### Extracted information

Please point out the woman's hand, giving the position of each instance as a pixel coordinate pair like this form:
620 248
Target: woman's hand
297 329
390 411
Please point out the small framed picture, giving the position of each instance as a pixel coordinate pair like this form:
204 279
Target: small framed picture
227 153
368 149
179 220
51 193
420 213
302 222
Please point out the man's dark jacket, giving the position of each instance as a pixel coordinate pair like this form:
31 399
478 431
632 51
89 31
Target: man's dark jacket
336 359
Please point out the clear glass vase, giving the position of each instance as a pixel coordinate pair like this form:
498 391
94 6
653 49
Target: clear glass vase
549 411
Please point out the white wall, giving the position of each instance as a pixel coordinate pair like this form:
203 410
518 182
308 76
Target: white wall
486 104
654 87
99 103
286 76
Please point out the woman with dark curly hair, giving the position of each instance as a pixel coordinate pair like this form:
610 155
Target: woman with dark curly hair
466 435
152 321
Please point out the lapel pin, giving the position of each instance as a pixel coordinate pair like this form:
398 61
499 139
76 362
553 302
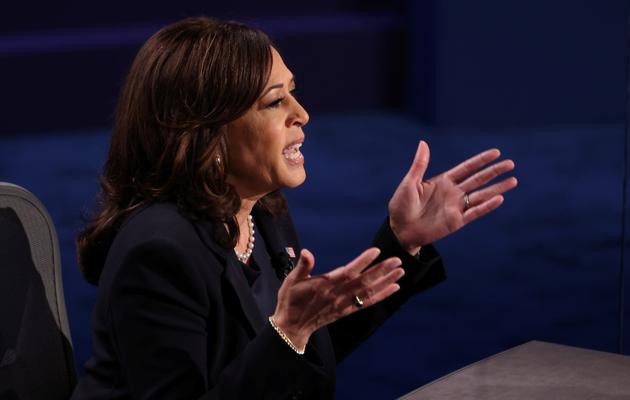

### Exercise description
Transcribe all of the data above exactly; no picture belongs in the copy.

### Response to the task
Please point out the woman's hand, giving the position of each instance as a pixel coordinate pair like this form:
620 248
Target: woman's hand
297 329
390 411
Please point out the small framed picture, giving the position of each instance as a pixel coordinate pair like this form:
204 279
Target: small framed picture
227 153
368 149
179 220
51 193
420 213
302 222
Please point out the man's dark jacket, giving the position of each instance as a pixel coordinate pair like this form:
31 399
478 431
632 51
89 31
Target: man's dark jacket
336 359
Please point out the clear glass vase, giving the position of each instance as a pixel coordinate pair like this form:
498 391
94 6
653 49
Target: clear glass vase
549 411
Please point out the white wall, giving the position of each instance as a pixel coordinate pair like this form:
203 410
518 182
308 76
Target: white wall
486 104
654 87
99 103
286 76
Please point out the woman with dark curly hair, giving the position of each instance as a pixel coordinate pair like this form:
610 155
Target: woman with dark curly hair
466 435
152 321
Please point out the lapel pin, giving the position of each instance as a pixel coordinate pair like this form:
398 61
499 139
76 362
553 302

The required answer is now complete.